DIRECTIVES =>
1 - Reproduce the Raspberry Pi comment thread from "Not really, as" to "ago | (#41217223)", word for word.
2 - Pick up the Raspberry Pi comment thread after its final line and keep it going.

Re:Free Rapberry Pi *... (1)

Cederic (9623) | about 2 years ago | (#41215347)

Yeah, a fine return on the £3000/term it's costing you to be there.

Re:Free Rapberry Pi *... (1)

fa2k (881632) | about 2 years ago | (#41215469)

The Raspberry Pi was designed so it can be used with old CRT monitors which you can get for free in many places

Re:Free Rapberry Pi *... (1)

jones_supa (887896) | about 2 years ago | (#41215935)

Not really, as it does not have a VGA connector.

Re:Free Rapberry Pi *... (1)

Goth Biker Babe (311502) | about 2 years ago | (#41216201)

You're not being retro enough. It has a composite out! I had CRT monitors that worked with composite feeds.

Re:Free Rapberry Pi *... (0)

Anonymous Coward | about 2 years ago | (#41217223)

SUPPLIED MATERIAL =>

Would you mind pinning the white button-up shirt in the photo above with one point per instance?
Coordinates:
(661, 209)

RESPONSES TO THE TASKS =>
1 -
Not really, as it does not have a VGA connector.

Re:Free Rapberry Pi *... (1)

Goth Biker Babe (311502) | about 2 years ago | (#41216201)

You're not being retro enough. It has a composite out! I had CRT monitors that worked with composite feeds.

Re:Free Rapberry Pi *... (0)

Anonymous Coward | about 2 years ago | (#41217223)

2 -
Hopefully the composite output signal can be changed between 50 and 60 Hz. Otherwise the image might be little too retro with old tv sets on one side of the Atlantic.

Re:Free Rapberry Pi *... (1)

ThePeices (635180) | about 2 years ago | (#41215629)

Is money even a minor consideration when one can afford to go to Cambridge?

Re:Free Rapberry Pi *... (1)

mpeskett (1221084) | about 2 years ago | (#41215739)

The fees at UK universities, for domestic students at least, are all capped to the same level.

That cap just recently tripled, but until then it was a very reasonable £3000ish per year. Anyway, point is, Cambridge is no more expensive than anywhere else in the UK.

I went there, studied Computer Science, and apparently graduated just in time to not get a Raspberry Pi. That said, having seen the setup with the practical labs, I wouldn't be surprised at all if the CS department were in fact buying in RPi's for students to use for a term or two and then give back for the following year to use, rather than for students as a free gift. We had the same deal with some FPGAs.

Re:Free Rapberry Pi *... (1)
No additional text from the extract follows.